- _Problem description_: Please continue the text below on seismic tomography for Tampa foundation sites, starting after its final sentence.

- _Source document_:
◇ ◇ ◇ ◇ ◇

In Tampa, the limestone bedrock doesn't sit flat. It dissolves, fractures, and drops. We've mapped profiles across Westchase where the karst surface varies 40 feet over a 100-foot horizontal run. Standard borings miss that. Seismic tomography captures the velocity contrast between intact limestone, weathered rock, and loose overburden — data you can't get from a drill log alone. Whether you're siting a warehouse near the port or adding a wing to a hospital in Hyde Park, knowing the true geometry of the rockhead determines foundation type, cost, and schedule. We pair this with CPT soundings when soft clay layers between sand and limestone need continuous stratigraphy.
Karst in Tampa is not a single surface — it's a zone. Tomography shows you the top, the bottom, and the anomalies in between.
Methodology applied in Tampa Florida

Local geotechnical conditions in Tampa Florida
Florida's dry season — November through May — is the window for clean seismic data here. Summer rains saturate the shallow soils, attenuating high frequencies and degrading first-break picks. A survey run in August after a week of afternoon thunderstorms will show a muted refractor and higher RMS misfit. We schedule around this. Another Tampa-specific risk: cultural noise. Urban sites near I-275, Dale Mabry, or active construction zones produce ground vibration that overwrites weak arrivals. Our crew runs night surveys or weekend windows when ambient noise drops, and we stack shots to improve signal-to-noise. Underground utilities — especially buried electrical conduits in downtown Tampa — can also short geophone coupling. We hand-auger pilot holes to verify clearance before planting the spread.

◇ ◇ ◇ ◇ ◇

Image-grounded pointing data
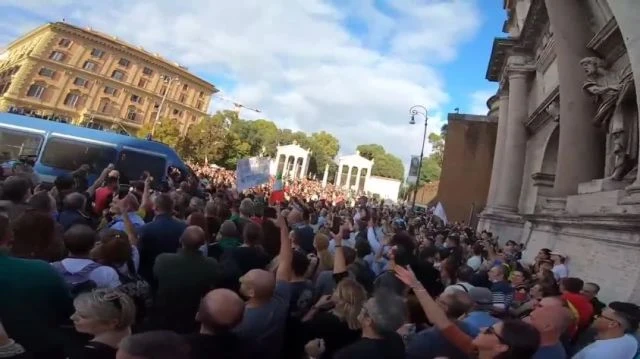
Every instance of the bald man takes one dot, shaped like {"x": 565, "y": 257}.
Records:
{"x": 267, "y": 301}
{"x": 550, "y": 322}
{"x": 220, "y": 311}
{"x": 183, "y": 279}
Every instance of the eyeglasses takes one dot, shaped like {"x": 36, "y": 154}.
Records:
{"x": 491, "y": 331}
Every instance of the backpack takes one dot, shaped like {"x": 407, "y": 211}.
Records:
{"x": 78, "y": 282}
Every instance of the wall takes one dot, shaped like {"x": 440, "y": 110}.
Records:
{"x": 386, "y": 188}
{"x": 466, "y": 169}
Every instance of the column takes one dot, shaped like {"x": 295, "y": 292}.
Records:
{"x": 359, "y": 173}
{"x": 508, "y": 194}
{"x": 628, "y": 21}
{"x": 325, "y": 176}
{"x": 499, "y": 149}
{"x": 580, "y": 150}
{"x": 303, "y": 167}
{"x": 339, "y": 175}
{"x": 349, "y": 177}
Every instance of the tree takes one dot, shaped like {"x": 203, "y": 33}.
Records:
{"x": 437, "y": 147}
{"x": 385, "y": 164}
{"x": 204, "y": 141}
{"x": 166, "y": 131}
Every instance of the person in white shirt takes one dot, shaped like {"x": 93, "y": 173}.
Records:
{"x": 614, "y": 327}
{"x": 79, "y": 241}
{"x": 464, "y": 274}
{"x": 559, "y": 269}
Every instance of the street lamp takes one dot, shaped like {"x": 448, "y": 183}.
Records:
{"x": 418, "y": 110}
{"x": 167, "y": 80}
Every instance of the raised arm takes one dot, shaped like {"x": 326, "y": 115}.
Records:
{"x": 286, "y": 251}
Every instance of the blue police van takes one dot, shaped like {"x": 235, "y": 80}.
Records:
{"x": 55, "y": 148}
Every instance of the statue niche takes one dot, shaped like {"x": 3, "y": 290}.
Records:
{"x": 614, "y": 95}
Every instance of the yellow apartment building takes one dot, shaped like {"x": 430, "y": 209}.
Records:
{"x": 87, "y": 77}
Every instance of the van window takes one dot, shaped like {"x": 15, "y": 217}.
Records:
{"x": 132, "y": 164}
{"x": 16, "y": 144}
{"x": 70, "y": 155}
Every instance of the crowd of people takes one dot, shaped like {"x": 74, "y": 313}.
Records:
{"x": 302, "y": 188}
{"x": 128, "y": 271}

◇ ◇ ◇ ◇ ◇

- _Response box_:
Our services
Our Tampa seismic tomography work feeds directly into geotechnical design. The deliverables are not just velocity sections — they answer the questions your structural engineer and geotechnical consultant need resolved.
Karst & Sinkhole Mapping
Identify paleo-sinkholes, raveling zones, and pinnacled rock surfaces that threaten differential settlement. Combined with limited borings, tomography reduces the number of probe holes while improving lateral coverage.
Rippability & Excavation Assessment
Seismic velocity directly correlates to rock strength. We classify limestone and chert layers by rippability, helping contractors price earthwork accurately before a single machine hits the site.
Vs30 & Seismic Site Class
Measure shear-wave velocity to 100 feet for IBC site classification. Required for essential facilities, schools, and structures in seismic design category C and above per ASCE 7-22.
Common questions
What depth can seismic tomography reach in Tampa's geology?
With refraction and a sledgehammer source, we typically resolve the top 80 to 120 feet — enough to map the overburden-to-limestone transition across most of Hillsborough County. For deeper targets, like confirming the integrity of the Floridan aquifer confining unit below 150 feet, we deploy seismic reflection with a weight-drop source. The actual depth depends on velocity structure and ambient noise at the specific site.
How long does a survey take, and what access do you need?
A standard 24-channel refraction line — roughly 230 to 460 feet long — takes half a day including setup, shooting, and breakdown. We need a cleared swath about 10 feet wide along the line. For multi-line grids, plan on one to two field days. Processing and interpretation add three to five business days. Urban sites with heavy traffic may require night work, which we coordinate with the city and your site manager.
What does a seismic tomography survey cost in the Tampa area?
A single-line refraction survey with tomographic processing typically runs between $2,380 and $5,510 depending on line length, number of shots, and site conditions. Multi-line grids, reflection surveys, or projects requiring night crews and traffic control fall toward the upper end. Every proposal includes mobilization, field acquisition, processing, and a signed report with interpreted cross-sections.
Does tomography replace borings for sinkhole investigation?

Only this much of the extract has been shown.